■ DATASET
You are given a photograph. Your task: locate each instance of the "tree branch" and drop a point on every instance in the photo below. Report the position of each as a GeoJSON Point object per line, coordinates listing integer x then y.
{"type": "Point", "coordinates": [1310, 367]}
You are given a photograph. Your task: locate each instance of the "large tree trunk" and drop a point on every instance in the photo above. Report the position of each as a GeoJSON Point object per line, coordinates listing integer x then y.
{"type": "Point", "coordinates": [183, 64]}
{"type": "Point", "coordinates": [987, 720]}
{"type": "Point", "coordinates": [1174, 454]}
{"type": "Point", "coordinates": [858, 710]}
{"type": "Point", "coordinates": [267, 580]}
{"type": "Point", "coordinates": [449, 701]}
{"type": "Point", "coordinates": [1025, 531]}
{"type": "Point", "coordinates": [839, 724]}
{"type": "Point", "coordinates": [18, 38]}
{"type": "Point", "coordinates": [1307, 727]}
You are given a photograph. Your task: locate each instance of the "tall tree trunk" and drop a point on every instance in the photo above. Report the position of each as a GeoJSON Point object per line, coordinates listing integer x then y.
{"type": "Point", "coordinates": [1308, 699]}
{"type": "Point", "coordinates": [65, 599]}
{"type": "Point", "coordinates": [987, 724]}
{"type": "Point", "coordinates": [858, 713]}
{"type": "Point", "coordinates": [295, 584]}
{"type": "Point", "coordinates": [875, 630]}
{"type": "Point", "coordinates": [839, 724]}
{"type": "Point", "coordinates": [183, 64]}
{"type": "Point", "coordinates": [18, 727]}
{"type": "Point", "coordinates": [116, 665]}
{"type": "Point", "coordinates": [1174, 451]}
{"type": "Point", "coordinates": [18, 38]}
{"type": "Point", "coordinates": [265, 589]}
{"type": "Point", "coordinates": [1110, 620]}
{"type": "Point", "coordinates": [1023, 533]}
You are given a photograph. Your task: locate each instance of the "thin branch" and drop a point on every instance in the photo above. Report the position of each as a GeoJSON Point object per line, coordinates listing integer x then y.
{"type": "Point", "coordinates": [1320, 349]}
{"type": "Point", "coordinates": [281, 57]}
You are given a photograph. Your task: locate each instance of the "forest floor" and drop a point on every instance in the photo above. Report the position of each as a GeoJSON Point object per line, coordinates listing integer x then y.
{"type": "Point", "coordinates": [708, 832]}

■ PROBLEM DETAILS
All of the entries above need to be reproduced exactly.

■ ANSWER
You are given a photograph. Your task: locate each instance of the "tree branch" and drop a point on every instance in the photo below. Report the position of each as a GeoJSON Point object per line, coordinates listing integer x then y.
{"type": "Point", "coordinates": [1310, 367]}
You are given a photograph. Your task: locate each instance of the "large tree trunk" and drop a point on every instance in the photo above. Report the position of each as a GeoJSON Point object per line, coordinates listing integer x then y.
{"type": "Point", "coordinates": [183, 64]}
{"type": "Point", "coordinates": [987, 720]}
{"type": "Point", "coordinates": [1174, 454]}
{"type": "Point", "coordinates": [858, 710]}
{"type": "Point", "coordinates": [267, 580]}
{"type": "Point", "coordinates": [449, 701]}
{"type": "Point", "coordinates": [1025, 531]}
{"type": "Point", "coordinates": [839, 724]}
{"type": "Point", "coordinates": [18, 38]}
{"type": "Point", "coordinates": [1307, 727]}
You are given a photograph. Your task: locate each instance of the "tall tree trunk" and drop a point on every instance in the photo above. Report the position of each as a GeoJSON Point object per line, coordinates listing integer x then y.
{"type": "Point", "coordinates": [1308, 699]}
{"type": "Point", "coordinates": [65, 599]}
{"type": "Point", "coordinates": [987, 724]}
{"type": "Point", "coordinates": [858, 713]}
{"type": "Point", "coordinates": [295, 584]}
{"type": "Point", "coordinates": [875, 630]}
{"type": "Point", "coordinates": [839, 724]}
{"type": "Point", "coordinates": [183, 64]}
{"type": "Point", "coordinates": [18, 727]}
{"type": "Point", "coordinates": [116, 665]}
{"type": "Point", "coordinates": [1174, 451]}
{"type": "Point", "coordinates": [18, 38]}
{"type": "Point", "coordinates": [265, 589]}
{"type": "Point", "coordinates": [1110, 620]}
{"type": "Point", "coordinates": [1023, 533]}
You are given a photograph. Your task: locate each instance of the "thin branch" and drop a point on every instance in the photo above. Report the position of each as a GeoJSON Point object per line, coordinates listing integer x then y.
{"type": "Point", "coordinates": [1320, 349]}
{"type": "Point", "coordinates": [281, 57]}
You are given a photograph. Your task: locate each instance of the "forest floor" and drop a point on every instance in the photo above. Report the position of each as a GeoJSON Point object per line, coordinates listing integer x then y.
{"type": "Point", "coordinates": [708, 832]}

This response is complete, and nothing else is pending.